── MATERIAL PROVIDED

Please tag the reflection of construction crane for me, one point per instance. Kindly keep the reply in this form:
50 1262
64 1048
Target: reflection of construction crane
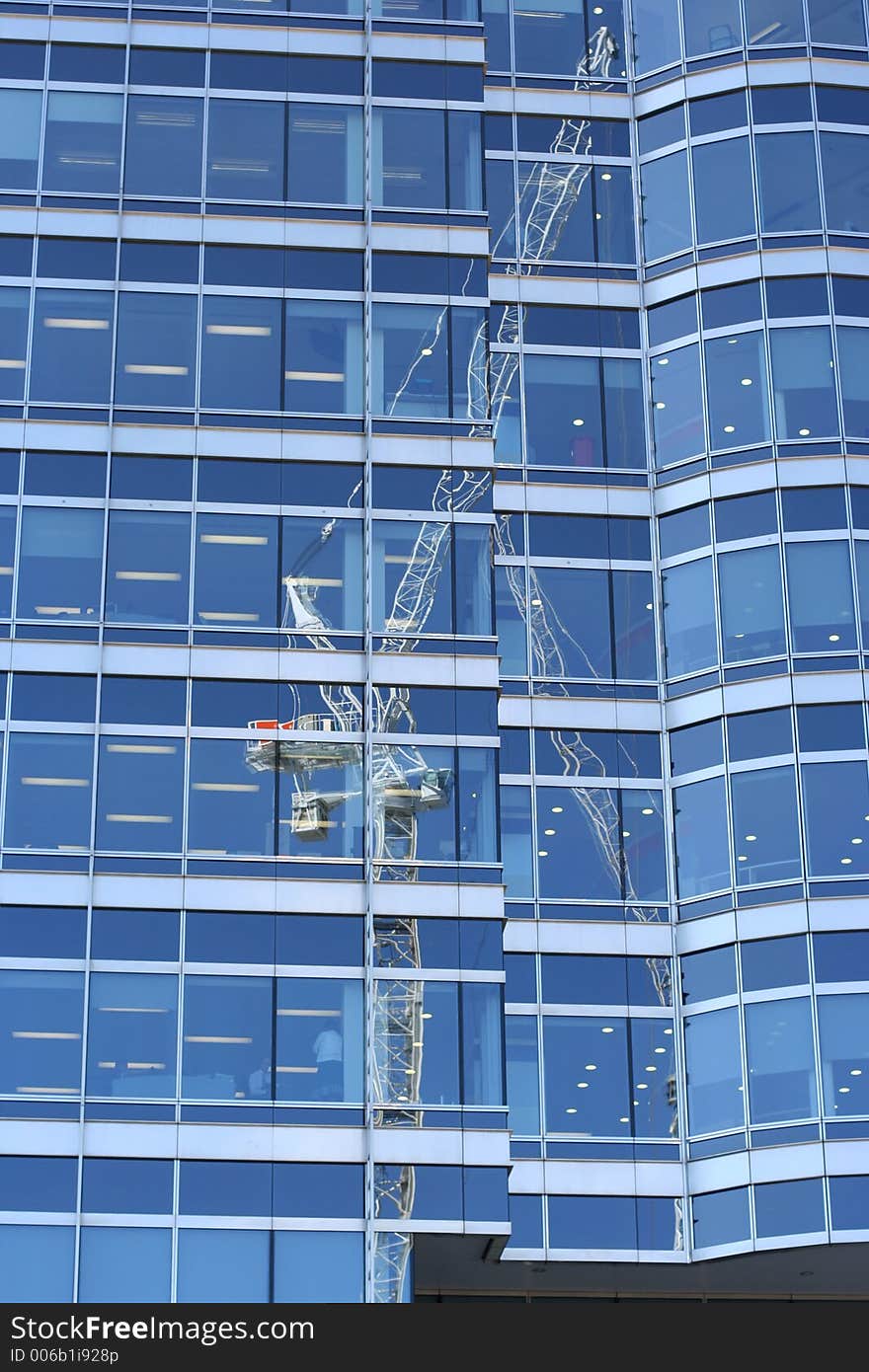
545 204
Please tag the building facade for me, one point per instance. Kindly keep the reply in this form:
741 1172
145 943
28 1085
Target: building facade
434 486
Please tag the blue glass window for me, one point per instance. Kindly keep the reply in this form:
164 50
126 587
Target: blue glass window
324 357
240 352
218 1265
788 182
666 206
601 1105
316 1266
38 1182
822 598
780 1050
689 618
132 1034
60 560
843 1026
521 1072
14 305
71 347
21 114
724 199
714 1073
326 154
164 146
790 1207
36 1262
155 350
40 1031
48 792
126 1185
83 141
147 575
123 1265
836 804
592 1223
721 1217
246 150
139 795
774 962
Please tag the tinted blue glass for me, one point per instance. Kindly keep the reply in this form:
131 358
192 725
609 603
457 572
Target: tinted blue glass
49 1003
15 256
774 962
159 263
85 260
59 560
147 572
315 1266
38 1182
55 474
696 746
684 530
659 1224
150 478
583 978
240 352
326 269
48 791
658 130
38 696
141 935
166 66
666 204
91 63
714 1075
718 112
327 76
746 516
246 150
759 734
724 197
143 700
848 1202
132 1034
71 345
601 1106
836 802
526 1220
788 182
24 60
592 1223
841 956
249 71
155 350
721 1217
36 1262
225 1188
243 265
727 305
830 727
217 1265
126 1185
709 974
797 296
780 1052
820 506
228 938
330 1189
83 141
34 932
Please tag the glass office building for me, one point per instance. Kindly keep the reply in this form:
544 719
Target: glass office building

────

YOUR GOAL
Format every line of the data listing above as a JSON list of strings, one string per line, skipping blank lines and leaving out the picture.

FULL OUTPUT
[
  "Please tag the reflection of construction crane for me, one point per instance. Kindly keep the reply in this form:",
  "50 1262",
  "64 1048",
  "Target: reflection of construction crane",
  "545 204",
  "Please tag the building facade for me, one point per instance. Kindly keep the reply in this form:",
  "741 1172",
  "145 943",
  "28 1085",
  "Target: building facade",
  "434 486",
  "Please tag the blue glass window for me, one point per instance. Kindly keep the reply in this form:",
  "164 50",
  "126 587",
  "Target: blue glass window",
  "324 357",
  "240 352",
  "218 1265",
  "788 182",
  "666 206",
  "601 1105",
  "316 1266",
  "38 1182",
  "822 598",
  "780 1050",
  "689 618",
  "132 1034",
  "60 560",
  "843 1026",
  "521 1072",
  "14 305",
  "71 347",
  "21 114",
  "724 199",
  "714 1073",
  "326 154",
  "164 146",
  "790 1207",
  "36 1262",
  "155 350",
  "40 1031",
  "48 792",
  "126 1185",
  "83 141",
  "147 575",
  "123 1265",
  "836 804",
  "592 1223",
  "721 1217",
  "246 150",
  "139 795",
  "774 962",
  "Please tag the tinted blue glass for me, one point per instance. Kindly keep the reply in this form:",
  "131 358",
  "192 725",
  "609 603",
  "457 572",
  "Target: tinted blue glass",
  "49 1003",
  "15 256",
  "774 962",
  "159 263",
  "85 260",
  "59 560",
  "147 572",
  "315 1266",
  "38 1182",
  "55 474",
  "696 746",
  "684 530",
  "659 1224",
  "150 478",
  "583 978",
  "240 352",
  "326 269",
  "48 791",
  "658 130",
  "38 696",
  "141 935",
  "166 66",
  "666 204",
  "91 63",
  "714 1075",
  "718 112",
  "327 76",
  "746 516",
  "246 150",
  "759 734",
  "724 197",
  "143 700",
  "848 1202",
  "132 1034",
  "71 345",
  "601 1106",
  "836 802",
  "526 1220",
  "788 182",
  "24 60",
  "592 1223",
  "841 956",
  "249 71",
  "155 350",
  "721 1217",
  "36 1262",
  "225 1188",
  "243 265",
  "727 305",
  "830 727",
  "217 1265",
  "126 1185",
  "709 974",
  "797 296",
  "780 1052",
  "820 506",
  "228 938",
  "330 1189",
  "83 141",
  "34 932",
  "Please tag the glass office building for me, one point per instance. Kindly keep the reply in this form:",
  "544 719",
  "Target: glass office building"
]